Report every line of the listing that contains the string "viewBox".

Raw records
------------------------------
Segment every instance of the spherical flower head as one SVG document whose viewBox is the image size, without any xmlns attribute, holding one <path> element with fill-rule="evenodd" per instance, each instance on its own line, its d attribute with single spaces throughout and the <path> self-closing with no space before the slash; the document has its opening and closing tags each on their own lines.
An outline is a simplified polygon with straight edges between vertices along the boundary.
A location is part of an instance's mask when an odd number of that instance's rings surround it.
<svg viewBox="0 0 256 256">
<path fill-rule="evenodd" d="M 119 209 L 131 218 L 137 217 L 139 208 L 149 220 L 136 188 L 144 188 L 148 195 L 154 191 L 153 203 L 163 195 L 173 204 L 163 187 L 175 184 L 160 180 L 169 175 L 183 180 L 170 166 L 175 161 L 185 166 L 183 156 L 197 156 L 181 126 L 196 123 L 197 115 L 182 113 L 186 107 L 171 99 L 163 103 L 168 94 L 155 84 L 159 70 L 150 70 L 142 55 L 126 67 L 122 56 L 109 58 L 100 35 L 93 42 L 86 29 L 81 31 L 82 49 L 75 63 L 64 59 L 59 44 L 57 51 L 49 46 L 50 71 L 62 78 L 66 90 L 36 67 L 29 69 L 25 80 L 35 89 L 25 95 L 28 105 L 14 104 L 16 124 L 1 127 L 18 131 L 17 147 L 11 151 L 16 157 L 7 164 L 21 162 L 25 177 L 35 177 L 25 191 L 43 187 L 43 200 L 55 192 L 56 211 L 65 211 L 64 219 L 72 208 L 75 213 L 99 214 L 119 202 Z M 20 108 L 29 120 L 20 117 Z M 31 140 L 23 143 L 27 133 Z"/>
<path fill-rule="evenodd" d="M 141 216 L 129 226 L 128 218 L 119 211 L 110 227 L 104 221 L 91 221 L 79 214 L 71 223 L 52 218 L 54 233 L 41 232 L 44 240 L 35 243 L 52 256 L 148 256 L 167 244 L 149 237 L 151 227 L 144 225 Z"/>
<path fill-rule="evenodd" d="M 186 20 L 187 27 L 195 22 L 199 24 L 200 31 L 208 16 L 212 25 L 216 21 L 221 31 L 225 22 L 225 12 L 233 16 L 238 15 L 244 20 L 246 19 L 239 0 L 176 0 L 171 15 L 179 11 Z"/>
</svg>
------------------------------
▸ **Final answer**
Segment every instance of the spherical flower head as one SVG document whose viewBox is the image size, without any xmlns attribute, holding one <path> element with fill-rule="evenodd" per instance, each instance on its own line, its d attribute with single spaces throughout and the <path> self-closing with no space before the slash; the document has its opening and closing tags each on their own lines.
<svg viewBox="0 0 256 256">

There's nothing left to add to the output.